Take the listing that follows and copy it precisely.

┌──

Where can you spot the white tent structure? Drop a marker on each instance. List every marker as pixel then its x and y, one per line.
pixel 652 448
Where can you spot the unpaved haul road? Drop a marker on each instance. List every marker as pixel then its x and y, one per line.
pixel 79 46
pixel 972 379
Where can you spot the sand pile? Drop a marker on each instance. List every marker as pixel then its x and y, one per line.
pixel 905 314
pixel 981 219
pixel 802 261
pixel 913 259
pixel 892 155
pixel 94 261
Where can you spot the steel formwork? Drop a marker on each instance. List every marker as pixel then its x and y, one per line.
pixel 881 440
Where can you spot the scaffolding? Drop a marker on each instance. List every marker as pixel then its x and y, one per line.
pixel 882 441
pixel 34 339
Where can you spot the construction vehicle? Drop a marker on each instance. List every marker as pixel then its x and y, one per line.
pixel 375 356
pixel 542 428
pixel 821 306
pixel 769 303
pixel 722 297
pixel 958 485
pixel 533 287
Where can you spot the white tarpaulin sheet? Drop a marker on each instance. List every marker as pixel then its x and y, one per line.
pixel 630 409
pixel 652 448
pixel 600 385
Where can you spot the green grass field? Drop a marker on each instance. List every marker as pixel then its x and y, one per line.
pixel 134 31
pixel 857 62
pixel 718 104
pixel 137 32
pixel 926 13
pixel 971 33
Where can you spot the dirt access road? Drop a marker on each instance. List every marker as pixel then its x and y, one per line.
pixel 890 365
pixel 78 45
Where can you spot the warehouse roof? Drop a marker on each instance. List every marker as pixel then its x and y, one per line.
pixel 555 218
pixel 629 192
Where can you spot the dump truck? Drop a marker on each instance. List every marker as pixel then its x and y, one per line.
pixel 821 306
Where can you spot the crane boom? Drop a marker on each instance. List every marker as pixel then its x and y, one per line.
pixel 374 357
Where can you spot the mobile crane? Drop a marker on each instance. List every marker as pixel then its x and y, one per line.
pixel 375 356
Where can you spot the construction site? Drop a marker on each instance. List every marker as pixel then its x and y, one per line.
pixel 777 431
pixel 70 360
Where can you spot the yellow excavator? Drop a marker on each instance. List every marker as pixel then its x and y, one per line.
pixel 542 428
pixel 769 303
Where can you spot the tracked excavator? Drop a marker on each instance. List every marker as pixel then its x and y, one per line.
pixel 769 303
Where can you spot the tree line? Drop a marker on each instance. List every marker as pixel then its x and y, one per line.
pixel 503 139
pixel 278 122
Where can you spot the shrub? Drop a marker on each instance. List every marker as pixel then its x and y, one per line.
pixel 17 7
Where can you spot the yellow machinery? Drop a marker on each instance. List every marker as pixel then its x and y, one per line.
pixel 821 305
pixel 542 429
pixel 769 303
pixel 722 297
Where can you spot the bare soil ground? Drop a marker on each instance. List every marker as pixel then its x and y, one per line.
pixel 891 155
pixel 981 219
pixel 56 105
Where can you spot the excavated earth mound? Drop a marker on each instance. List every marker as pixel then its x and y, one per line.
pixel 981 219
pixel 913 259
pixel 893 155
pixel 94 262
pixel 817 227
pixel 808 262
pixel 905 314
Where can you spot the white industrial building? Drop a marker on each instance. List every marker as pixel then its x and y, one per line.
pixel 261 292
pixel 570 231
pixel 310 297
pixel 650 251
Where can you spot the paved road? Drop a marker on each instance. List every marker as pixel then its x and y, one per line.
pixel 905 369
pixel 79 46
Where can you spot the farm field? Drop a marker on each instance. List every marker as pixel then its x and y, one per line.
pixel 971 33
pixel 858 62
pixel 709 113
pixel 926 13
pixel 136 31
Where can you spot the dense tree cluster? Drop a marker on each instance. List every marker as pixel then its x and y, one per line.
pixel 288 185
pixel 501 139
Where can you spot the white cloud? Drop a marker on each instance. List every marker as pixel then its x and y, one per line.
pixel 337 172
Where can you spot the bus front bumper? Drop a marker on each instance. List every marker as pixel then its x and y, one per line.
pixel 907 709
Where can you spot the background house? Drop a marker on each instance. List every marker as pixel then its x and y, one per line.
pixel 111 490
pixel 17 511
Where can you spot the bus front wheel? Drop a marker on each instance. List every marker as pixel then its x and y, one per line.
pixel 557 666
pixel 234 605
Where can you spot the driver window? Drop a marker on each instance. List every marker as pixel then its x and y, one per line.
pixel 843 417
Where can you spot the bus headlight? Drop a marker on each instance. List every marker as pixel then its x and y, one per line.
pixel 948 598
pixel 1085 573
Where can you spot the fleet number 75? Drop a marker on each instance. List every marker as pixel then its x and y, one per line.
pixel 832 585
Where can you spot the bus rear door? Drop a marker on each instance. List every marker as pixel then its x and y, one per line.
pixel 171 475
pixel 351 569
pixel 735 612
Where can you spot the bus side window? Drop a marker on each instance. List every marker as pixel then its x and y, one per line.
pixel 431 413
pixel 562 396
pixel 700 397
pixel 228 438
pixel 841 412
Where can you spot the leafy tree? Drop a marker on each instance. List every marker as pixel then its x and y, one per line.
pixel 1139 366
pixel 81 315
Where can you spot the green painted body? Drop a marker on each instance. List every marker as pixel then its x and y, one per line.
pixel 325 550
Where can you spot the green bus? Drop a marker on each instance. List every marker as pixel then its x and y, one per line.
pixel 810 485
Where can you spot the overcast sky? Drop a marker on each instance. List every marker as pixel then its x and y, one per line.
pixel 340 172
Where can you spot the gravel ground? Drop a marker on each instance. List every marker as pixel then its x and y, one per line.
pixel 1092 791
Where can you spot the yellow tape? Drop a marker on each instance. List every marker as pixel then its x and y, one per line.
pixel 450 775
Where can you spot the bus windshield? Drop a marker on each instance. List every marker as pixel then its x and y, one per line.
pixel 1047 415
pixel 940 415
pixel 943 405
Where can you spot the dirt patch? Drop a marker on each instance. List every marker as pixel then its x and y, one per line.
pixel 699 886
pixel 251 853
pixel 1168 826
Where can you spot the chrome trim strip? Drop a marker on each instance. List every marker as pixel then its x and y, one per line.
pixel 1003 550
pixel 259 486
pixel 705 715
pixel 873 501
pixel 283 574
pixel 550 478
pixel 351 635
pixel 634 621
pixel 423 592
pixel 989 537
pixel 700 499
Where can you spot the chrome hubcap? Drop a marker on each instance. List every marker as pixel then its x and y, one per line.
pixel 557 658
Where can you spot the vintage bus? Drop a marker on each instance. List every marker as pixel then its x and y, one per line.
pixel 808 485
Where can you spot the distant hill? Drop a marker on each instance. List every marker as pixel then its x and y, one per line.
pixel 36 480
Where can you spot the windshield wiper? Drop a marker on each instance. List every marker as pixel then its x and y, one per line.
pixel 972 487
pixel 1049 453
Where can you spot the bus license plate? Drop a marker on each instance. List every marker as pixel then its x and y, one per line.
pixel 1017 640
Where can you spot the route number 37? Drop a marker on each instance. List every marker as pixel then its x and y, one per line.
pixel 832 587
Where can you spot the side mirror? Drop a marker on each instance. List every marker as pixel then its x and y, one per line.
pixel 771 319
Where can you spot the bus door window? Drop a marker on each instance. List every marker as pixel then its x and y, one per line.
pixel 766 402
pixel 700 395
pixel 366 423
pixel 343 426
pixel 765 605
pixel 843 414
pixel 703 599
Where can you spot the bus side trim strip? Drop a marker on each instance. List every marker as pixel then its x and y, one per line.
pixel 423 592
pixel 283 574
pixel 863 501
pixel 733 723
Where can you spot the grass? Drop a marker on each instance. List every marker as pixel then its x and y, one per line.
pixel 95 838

└──

→ **Output below**
Where can you spot the white tent structure? Drop a marker on each instance. List every marker as pixel then its x and y, one per line.
pixel 652 448
Where can you spot the unpaved haul road? Drop a marker on each instance. List every marker as pixel then its x and y, one per line.
pixel 79 46
pixel 972 379
Where can you spot the sand pile? Drop a marker on each instance. List every marker as pixel then its x and y, one per line.
pixel 905 314
pixel 981 219
pixel 802 261
pixel 913 259
pixel 892 155
pixel 94 261
Where can you spot the steel formwork? Drop a marker on each instance. List every marker as pixel then its x and y, one per line.
pixel 881 440
Where can you spot the scaffolding? Drop a marker on each instance. List every marker as pixel then its x and y, one per line.
pixel 882 441
pixel 34 339
Where can you spot the construction vehicle? Drop a marker on each instance. List every marker as pixel then its x and y, one per line.
pixel 375 356
pixel 542 428
pixel 821 306
pixel 769 303
pixel 722 297
pixel 958 485
pixel 533 287
Where can you spot the white tarpaulin sheet? Drop a marker on each instance. List every marker as pixel then its x and y, one per line.
pixel 630 409
pixel 652 448
pixel 600 385
Where can you spot the green grass field? Drop a marker on each instance. List every marker as pixel then its x and y, one per line.
pixel 134 31
pixel 857 62
pixel 718 104
pixel 137 32
pixel 926 13
pixel 971 33
Where can you spot the dirt access road? Drop a marker on each instance. List every marker as pixel then its x and y, one per line.
pixel 890 365
pixel 78 45
Where can you spot the warehouse roof? Drop a marker on each instance. List every marker as pixel then its x and y, one per line.
pixel 555 218
pixel 629 192
Where can you spot the dump truck? Drop a marker on each instance. List every marker as pixel then its x and y, one per line.
pixel 821 306
Where can you spot the crane boom? Drop a marker on each instance. List every marker as pixel then its x and y, one per line.
pixel 374 357
Where can you spot the mobile crane? Drop a marker on each instance. List every marker as pixel then its x and y, one per line.
pixel 375 356
Where can you spot the construction site? Drop a marker on each instance. List every marker as pixel then its x and y, one per line.
pixel 777 431
pixel 70 360
Where can you spot the yellow excavator? Drop a marker on each instance. List every marker as pixel then its x and y, one per line.
pixel 542 428
pixel 769 303
Where can you spot the tracked excavator? Drop a marker on each instance. List every marker as pixel then its x and y, one per line.
pixel 769 303
Where can you spot the tree line? Drop a marker on each instance. List every marker as pixel then its x and y, one per line.
pixel 503 139
pixel 278 122
Where can you spot the shrub? Drop a marker on each instance. List every marker as pixel then its x and y, one per line.
pixel 17 7
Where can you spot the yellow machinery? Drop a marker on each instance. List every marker as pixel then its x and y, one per line.
pixel 821 305
pixel 542 429
pixel 769 303
pixel 722 297
Where can you spot the bare soil ground? Drop a marker on each instance. List every marker as pixel then its x and y, one per line.
pixel 891 155
pixel 981 219
pixel 56 105
Where can you spot the excavated earth mound? Drop a marker on each instance. List every marker as pixel then its x and y, one per line.
pixel 981 219
pixel 913 259
pixel 893 155
pixel 94 262
pixel 817 227
pixel 808 262
pixel 905 314
Where can you spot the white industrial building? Drop a marker on each instance. List every marker as pixel then its x and y, one per line.
pixel 261 292
pixel 570 231
pixel 310 297
pixel 650 251
Where can you spot the paved road? Drop a marker on each instance. List every marker as pixel then its x and y, one per line.
pixel 905 369
pixel 79 46
Where can you spot the farm field? Drop a marker on each instance. List every marker as pixel then its x and y, one per line.
pixel 971 33
pixel 858 62
pixel 709 113
pixel 926 13
pixel 136 31
Where can you spot the dense tree cluster? Drop a marker on each instance. List every marker as pixel then its x and y, one per line.
pixel 288 185
pixel 501 139
Where can you spot the white cloud? Drop a marker on each instance. List every marker as pixel then its x and y, one per line.
pixel 337 172
Where can you spot the bus front bumper? Drop a marker on each instance. List every marker as pixel then its x and y, one per line.
pixel 907 709
Where can you spot the background house? Drop a marker on each instance. List every marker as pixel then its x and y, one per line.
pixel 111 490
pixel 17 511
Where can you spot the bus front wheel? Drop a marker on each instance. List every marker as pixel then its x and y, one per line.
pixel 557 666
pixel 234 605
Where can you spot the driver window? Drop a marker on each instance. List every marker as pixel then its x and y, one per line.
pixel 843 417
Where can you spot the bus headlight? Drop a marker on each instance. List every marker as pixel then its x and y, one per line.
pixel 948 598
pixel 1085 573
Where can you spot the fleet number 75? Drop a marker on each instance. List every marker as pixel then its x and y, one per line.
pixel 832 585
Where can you spot the bus rear door? Drop a marker on each instance. List every marker as pixel then its x and y, one per line.
pixel 171 475
pixel 351 569
pixel 735 612
Where can you spot the bus side window? Drop a marker on each instance. List every marker as pixel then its x and y, one per line.
pixel 431 413
pixel 562 396
pixel 700 397
pixel 228 438
pixel 841 412
Where can you spot the leafy tree? Drop a marker on each instance. List every marker as pixel then its x and y, one per line.
pixel 1139 366
pixel 81 315
Where can you spot the green painted body? Drop a marker on each instance. List every marker as pixel then its x and y, one per line.
pixel 325 550
Where can you spot the green bus? Drop a marker on each instance. List every marker as pixel then its x and y, one per line.
pixel 810 485
Where can you spot the overcast sky? Drop a marker on each instance. List every marker as pixel then its x and y, one per line.
pixel 340 172
Where can you spot the gravel ground? Drop a marker on each instance. List every marker as pixel then its x and y, one per line.
pixel 1092 791
Where can you spot the yellow tape? Drop a marker on each instance. List every marker as pixel then its x and y, one per line.
pixel 450 775
Where can you spot the bus windshield? Drop a marker on each instance. List every marker as pixel then its x and y, one per line.
pixel 1047 415
pixel 940 415
pixel 943 405
Where can you spot the dirt patch? Drop a marker on each instance. List every marker as pixel then its x and y, one per line.
pixel 699 886
pixel 251 853
pixel 1168 826
Where can you spot the chrome trim strip? Drop a marker on each instance. List every marker as pixel then its x and y, one per line.
pixel 1003 550
pixel 259 486
pixel 705 715
pixel 873 501
pixel 283 574
pixel 550 478
pixel 351 635
pixel 634 621
pixel 423 592
pixel 989 537
pixel 700 499
Where can you spot the chrome hubcap? Drop a marker on each instance. List every marker as pixel then its x and y, one per line.
pixel 557 658
Where can you spot the vintage bus? Drop a marker on each instance. List every marker as pixel then its x and y, one per line.
pixel 808 485
Where can you spot the distant hill? Drop a marker on each instance. List every marker as pixel then its x and y, one per line.
pixel 36 480
Where can you spot the windshield wiper? Drop a marker on each instance. List every marker as pixel then its x and y, one per line.
pixel 972 487
pixel 1049 453
Where can you spot the bus license plate? Drop a marker on each instance. List every marker as pixel then its x and y, one per line.
pixel 1017 640
Where can you spot the route number 37? Drop a marker on each instance. List every marker as pixel then its x and y, one per line.
pixel 832 587
Where can you spot the side mirror? Drop a marker on each instance. List every marker as pixel then its x and y, one per line.
pixel 771 319
Where can you spot the bus door window? Drop a marker on each instance. List every marker as pixel then its x and y, one per line.
pixel 766 402
pixel 700 395
pixel 366 423
pixel 343 426
pixel 765 605
pixel 843 414
pixel 703 599
Where can you spot the bus side trim strip? Drop a marker on each instance. List every marker as pixel then its x and y, one per line.
pixel 423 592
pixel 283 574
pixel 863 501
pixel 733 723
Where can you spot the grass? Drop a marker on each instance. List every marker as pixel then its x and y, one per line.
pixel 95 838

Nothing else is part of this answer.